# Exercise description:
An exact restatement of all the data is required, with the pictures left out.

[Image-grounded pointing data]
========================
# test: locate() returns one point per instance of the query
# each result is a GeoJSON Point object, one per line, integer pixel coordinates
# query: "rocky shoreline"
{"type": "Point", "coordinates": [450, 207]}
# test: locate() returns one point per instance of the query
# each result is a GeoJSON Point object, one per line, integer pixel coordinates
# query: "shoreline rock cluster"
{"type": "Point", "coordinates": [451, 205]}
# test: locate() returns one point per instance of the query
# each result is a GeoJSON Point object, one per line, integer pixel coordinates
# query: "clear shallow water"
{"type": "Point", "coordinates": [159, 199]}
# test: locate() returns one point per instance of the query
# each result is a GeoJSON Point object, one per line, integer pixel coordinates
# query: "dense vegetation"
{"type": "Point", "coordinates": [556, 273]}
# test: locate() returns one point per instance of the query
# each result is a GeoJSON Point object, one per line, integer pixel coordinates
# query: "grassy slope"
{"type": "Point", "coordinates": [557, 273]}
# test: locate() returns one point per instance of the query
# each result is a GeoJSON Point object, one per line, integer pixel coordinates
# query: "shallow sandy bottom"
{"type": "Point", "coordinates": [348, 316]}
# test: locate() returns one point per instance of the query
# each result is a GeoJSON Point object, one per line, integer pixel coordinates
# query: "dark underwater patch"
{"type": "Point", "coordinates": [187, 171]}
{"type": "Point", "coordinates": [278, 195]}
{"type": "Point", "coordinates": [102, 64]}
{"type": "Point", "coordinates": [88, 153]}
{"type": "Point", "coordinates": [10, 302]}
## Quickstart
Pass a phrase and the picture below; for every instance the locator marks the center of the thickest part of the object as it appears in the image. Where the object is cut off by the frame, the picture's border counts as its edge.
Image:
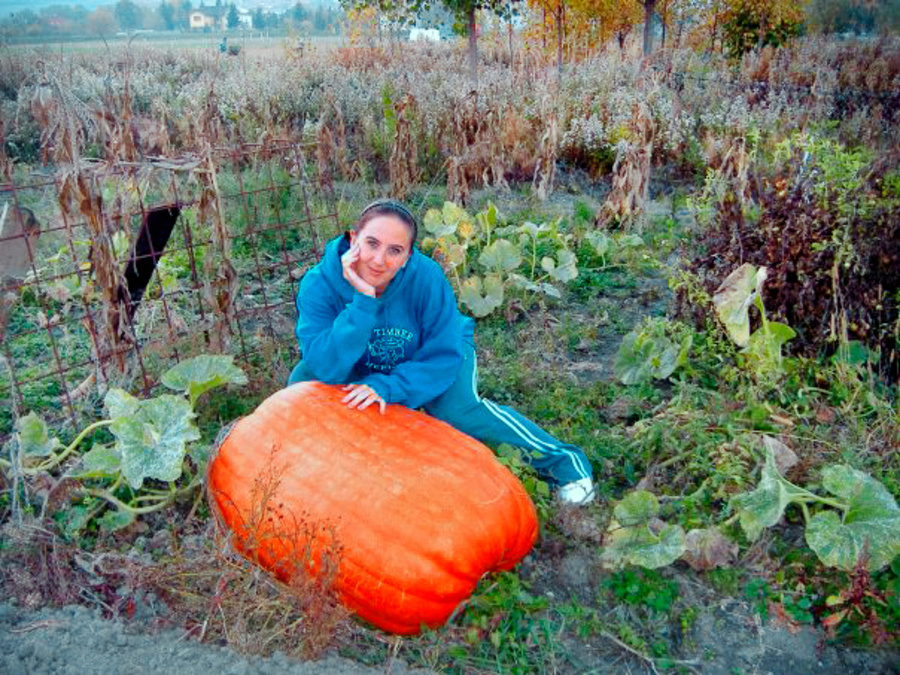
========================
# Expected output:
# test: locate() returns one point per instance of the query
# each result is a GeoJSON Point object, one per line, integer pixel coordinates
# query: "rocky shoreline"
{"type": "Point", "coordinates": [450, 207]}
# test: locate() returns one point per instance of the query
# each result is a GeoJSON Point object, one per line, integer pixel coordinates
# query: "shoreline rock cluster"
{"type": "Point", "coordinates": [451, 205]}
# test: locate() returns one point per instance of the query
# each result is a GeoJSON Point object, one per line, integer pixel coordinates
# query: "clear shallow water"
{"type": "Point", "coordinates": [159, 199]}
# test: locate() returns one point per instance of the query
# each result is a GeoJSON Point object, one per line, integer pixel coordinates
# query: "dense vegetation"
{"type": "Point", "coordinates": [556, 273]}
# test: locate() returns one point per instance of the query
# each result is a GeoJSON Point object, one per line, integer pixel coordinates
# query: "grassy slope"
{"type": "Point", "coordinates": [557, 273]}
# test: locate() returns one point per instance of the query
# each result is a GeoJSON Point object, one per line, integer pixel coordinates
# query: "shallow sandy bottom"
{"type": "Point", "coordinates": [348, 316]}
# test: locate() returns one point per instance of the query
# each result is a GeoJSON Point object, one per line, integer pixel coordinates
# query: "dark underwater patch"
{"type": "Point", "coordinates": [187, 171]}
{"type": "Point", "coordinates": [278, 195]}
{"type": "Point", "coordinates": [102, 64]}
{"type": "Point", "coordinates": [88, 153]}
{"type": "Point", "coordinates": [10, 302]}
## Quickstart
Pass a phrase and the picture below; for every instance the locator marks the center of the thickest part of the object as it appears in the image. Where the object is cut off by the frame, the picture's border counts as its edge.
Image:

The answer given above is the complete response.